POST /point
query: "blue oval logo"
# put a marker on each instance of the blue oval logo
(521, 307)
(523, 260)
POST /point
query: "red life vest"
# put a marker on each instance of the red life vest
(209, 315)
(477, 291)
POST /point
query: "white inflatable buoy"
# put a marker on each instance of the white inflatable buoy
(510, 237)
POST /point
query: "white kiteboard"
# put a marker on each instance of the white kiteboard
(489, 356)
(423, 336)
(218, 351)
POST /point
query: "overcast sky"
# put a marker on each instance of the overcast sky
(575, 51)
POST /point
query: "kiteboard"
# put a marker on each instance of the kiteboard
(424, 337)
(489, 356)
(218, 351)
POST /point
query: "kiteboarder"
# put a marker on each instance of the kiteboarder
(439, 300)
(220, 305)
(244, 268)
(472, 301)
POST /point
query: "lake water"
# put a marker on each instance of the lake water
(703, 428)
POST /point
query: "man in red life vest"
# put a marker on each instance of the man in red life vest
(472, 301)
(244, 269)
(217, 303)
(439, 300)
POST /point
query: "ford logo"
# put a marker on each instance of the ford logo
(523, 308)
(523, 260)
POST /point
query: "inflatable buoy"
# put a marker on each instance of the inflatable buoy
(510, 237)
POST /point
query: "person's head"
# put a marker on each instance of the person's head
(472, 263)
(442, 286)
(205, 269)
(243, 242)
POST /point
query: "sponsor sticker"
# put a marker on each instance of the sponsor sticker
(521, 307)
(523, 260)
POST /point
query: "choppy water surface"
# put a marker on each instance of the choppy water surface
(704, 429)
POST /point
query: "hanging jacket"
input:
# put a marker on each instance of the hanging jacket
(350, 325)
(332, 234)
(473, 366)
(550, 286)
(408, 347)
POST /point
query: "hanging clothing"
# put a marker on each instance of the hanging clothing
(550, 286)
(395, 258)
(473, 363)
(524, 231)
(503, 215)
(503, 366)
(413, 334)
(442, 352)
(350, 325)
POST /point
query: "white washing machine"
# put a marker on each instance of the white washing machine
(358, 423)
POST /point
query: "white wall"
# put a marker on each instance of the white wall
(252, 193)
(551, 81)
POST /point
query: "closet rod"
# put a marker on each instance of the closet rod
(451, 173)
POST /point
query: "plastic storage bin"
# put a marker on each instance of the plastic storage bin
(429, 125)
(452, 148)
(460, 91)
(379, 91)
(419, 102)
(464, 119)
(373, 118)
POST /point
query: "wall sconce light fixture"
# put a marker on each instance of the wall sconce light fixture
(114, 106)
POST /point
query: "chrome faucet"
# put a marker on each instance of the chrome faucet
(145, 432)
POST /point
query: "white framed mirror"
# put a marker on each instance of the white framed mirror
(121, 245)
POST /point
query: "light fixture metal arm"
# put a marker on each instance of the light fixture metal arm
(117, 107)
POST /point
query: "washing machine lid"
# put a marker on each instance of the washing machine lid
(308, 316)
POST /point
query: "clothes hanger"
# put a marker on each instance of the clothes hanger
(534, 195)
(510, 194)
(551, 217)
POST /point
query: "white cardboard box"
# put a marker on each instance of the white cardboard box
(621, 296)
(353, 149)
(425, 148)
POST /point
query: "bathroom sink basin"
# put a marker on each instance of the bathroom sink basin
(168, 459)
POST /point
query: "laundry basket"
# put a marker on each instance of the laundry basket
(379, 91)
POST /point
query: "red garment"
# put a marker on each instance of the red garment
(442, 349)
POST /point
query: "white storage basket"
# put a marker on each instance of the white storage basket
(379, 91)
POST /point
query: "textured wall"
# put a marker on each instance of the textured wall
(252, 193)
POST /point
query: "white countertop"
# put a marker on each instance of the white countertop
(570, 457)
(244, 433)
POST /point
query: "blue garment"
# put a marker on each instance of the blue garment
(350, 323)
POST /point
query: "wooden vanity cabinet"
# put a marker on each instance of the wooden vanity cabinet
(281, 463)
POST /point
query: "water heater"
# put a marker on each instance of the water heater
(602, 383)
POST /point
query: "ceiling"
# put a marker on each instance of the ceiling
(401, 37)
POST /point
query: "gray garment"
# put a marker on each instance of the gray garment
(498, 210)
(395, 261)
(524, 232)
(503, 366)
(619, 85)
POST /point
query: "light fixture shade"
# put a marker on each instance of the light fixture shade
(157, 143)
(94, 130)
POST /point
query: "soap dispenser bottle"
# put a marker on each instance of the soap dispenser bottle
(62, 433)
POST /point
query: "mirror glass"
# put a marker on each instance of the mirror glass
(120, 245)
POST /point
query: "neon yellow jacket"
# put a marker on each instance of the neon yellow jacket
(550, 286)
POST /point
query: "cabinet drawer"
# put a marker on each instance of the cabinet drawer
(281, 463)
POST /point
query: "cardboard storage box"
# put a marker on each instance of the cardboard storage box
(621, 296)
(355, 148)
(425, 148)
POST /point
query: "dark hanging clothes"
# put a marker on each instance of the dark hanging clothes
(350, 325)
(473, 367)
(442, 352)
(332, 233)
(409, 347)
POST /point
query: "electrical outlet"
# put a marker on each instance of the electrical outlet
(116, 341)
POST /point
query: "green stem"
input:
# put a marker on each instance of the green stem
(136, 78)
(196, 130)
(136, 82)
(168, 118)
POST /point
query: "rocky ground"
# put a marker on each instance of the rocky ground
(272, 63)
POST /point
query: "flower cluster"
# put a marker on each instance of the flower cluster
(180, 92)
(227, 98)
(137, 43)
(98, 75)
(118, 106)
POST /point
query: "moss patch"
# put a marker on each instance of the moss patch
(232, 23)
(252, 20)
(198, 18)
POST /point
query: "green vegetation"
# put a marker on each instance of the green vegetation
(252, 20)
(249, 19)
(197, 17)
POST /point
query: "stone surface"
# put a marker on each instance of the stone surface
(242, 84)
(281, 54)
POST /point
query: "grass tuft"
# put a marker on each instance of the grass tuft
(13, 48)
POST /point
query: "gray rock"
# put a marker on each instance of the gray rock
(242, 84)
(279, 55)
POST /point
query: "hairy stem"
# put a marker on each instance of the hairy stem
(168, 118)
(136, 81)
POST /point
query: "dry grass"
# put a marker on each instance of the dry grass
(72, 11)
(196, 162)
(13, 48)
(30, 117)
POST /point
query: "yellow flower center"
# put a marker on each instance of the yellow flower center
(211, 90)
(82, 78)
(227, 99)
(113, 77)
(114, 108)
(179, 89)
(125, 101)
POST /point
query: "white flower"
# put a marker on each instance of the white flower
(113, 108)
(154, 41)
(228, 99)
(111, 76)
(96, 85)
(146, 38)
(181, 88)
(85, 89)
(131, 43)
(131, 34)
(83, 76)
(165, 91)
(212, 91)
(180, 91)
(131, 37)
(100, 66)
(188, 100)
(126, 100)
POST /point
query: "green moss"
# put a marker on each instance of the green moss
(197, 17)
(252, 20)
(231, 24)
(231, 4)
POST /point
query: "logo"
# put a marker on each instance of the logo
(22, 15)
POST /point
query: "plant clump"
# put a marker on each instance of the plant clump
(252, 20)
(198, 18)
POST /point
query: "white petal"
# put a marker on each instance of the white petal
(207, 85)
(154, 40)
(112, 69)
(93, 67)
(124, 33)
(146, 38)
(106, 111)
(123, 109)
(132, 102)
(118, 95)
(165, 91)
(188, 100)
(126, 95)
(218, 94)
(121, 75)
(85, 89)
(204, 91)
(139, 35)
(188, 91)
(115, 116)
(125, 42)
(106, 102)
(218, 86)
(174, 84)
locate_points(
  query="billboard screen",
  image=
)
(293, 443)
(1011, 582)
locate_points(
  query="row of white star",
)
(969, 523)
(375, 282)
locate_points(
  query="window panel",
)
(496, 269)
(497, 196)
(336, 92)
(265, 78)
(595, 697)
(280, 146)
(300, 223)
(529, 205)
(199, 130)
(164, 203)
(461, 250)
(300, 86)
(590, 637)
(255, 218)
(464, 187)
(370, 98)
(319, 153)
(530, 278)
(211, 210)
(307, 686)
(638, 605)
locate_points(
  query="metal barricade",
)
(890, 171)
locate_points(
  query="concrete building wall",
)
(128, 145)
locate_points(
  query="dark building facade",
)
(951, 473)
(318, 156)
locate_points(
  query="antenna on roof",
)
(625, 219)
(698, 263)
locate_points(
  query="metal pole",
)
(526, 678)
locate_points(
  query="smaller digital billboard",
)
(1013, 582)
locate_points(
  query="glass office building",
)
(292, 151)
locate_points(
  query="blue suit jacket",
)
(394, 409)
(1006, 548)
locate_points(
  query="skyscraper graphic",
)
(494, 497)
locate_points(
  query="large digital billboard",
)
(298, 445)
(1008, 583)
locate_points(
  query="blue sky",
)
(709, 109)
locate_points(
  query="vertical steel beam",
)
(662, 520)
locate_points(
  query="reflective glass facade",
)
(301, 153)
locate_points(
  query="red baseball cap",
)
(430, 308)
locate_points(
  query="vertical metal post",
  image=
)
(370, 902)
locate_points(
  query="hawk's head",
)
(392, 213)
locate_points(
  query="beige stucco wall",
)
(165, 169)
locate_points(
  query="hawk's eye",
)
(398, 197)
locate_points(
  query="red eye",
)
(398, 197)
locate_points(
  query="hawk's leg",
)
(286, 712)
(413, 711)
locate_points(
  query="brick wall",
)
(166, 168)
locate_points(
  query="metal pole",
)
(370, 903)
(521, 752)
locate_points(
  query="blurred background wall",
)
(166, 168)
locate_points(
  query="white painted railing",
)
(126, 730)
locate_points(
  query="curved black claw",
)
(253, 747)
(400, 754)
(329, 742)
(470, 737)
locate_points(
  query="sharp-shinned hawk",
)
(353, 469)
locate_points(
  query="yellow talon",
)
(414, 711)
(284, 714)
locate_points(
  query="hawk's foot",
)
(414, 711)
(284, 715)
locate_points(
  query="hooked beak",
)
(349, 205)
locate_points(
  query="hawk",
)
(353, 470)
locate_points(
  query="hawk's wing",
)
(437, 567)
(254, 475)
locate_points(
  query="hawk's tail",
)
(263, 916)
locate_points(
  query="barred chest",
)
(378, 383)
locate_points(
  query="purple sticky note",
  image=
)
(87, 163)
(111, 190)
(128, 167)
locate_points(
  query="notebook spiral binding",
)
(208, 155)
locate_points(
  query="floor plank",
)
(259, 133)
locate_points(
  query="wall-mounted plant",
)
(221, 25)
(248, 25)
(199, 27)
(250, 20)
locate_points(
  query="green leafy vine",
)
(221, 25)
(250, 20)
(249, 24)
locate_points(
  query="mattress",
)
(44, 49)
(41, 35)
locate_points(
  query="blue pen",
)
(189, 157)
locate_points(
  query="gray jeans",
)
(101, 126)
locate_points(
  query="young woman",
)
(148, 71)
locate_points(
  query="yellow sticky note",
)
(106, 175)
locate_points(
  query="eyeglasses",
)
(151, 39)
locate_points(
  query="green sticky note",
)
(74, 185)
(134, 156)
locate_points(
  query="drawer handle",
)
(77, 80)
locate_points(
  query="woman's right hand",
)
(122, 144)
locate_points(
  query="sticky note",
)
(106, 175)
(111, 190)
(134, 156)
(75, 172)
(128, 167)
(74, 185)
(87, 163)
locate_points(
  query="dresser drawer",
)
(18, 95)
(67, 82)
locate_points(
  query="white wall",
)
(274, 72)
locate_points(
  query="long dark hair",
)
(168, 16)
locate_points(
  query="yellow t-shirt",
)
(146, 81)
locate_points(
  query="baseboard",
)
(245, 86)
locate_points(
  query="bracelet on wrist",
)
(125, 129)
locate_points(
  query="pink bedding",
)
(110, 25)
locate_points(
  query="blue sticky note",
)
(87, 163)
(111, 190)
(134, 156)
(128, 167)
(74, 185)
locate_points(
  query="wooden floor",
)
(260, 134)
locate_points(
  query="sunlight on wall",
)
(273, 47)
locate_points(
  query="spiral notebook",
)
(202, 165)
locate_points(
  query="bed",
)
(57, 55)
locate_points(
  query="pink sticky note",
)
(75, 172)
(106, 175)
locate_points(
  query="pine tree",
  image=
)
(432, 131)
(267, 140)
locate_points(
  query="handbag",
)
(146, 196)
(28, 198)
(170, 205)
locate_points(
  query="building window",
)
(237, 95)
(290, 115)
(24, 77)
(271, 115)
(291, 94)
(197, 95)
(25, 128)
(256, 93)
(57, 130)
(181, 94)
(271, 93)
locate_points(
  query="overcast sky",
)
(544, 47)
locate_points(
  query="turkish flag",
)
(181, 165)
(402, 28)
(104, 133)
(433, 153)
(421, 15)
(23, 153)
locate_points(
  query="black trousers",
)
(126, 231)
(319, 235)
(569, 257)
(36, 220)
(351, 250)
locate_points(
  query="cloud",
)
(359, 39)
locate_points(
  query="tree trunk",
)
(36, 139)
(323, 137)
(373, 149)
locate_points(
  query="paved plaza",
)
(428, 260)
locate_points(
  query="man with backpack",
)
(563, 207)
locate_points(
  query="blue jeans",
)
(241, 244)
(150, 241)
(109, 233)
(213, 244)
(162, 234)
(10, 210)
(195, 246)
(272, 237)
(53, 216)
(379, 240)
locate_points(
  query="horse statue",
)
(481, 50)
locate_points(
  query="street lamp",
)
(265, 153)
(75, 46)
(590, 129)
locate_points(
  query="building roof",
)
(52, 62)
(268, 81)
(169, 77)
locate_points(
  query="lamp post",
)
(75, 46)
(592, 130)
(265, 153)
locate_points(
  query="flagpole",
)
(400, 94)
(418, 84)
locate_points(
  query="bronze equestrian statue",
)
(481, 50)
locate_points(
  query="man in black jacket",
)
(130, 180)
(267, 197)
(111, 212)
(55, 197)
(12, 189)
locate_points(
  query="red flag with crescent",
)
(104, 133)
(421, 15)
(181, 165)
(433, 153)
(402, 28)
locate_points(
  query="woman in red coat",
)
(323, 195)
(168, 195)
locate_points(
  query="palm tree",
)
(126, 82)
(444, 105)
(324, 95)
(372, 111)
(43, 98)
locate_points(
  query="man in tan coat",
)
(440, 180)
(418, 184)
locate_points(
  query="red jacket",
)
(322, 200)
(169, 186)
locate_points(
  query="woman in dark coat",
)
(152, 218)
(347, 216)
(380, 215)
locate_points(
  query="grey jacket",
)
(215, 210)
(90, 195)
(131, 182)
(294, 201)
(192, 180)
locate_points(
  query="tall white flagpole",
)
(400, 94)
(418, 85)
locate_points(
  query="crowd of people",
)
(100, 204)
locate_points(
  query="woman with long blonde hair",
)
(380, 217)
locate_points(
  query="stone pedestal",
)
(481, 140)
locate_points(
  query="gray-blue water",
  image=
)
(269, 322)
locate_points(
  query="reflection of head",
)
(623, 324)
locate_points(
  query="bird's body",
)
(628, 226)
◆ ◆ ◆ ◆
§ TASK STATEMENT:
Note how many lines of the listing above include the word "black", and respond with that number only.

§ REPLY TO THE TASK:
3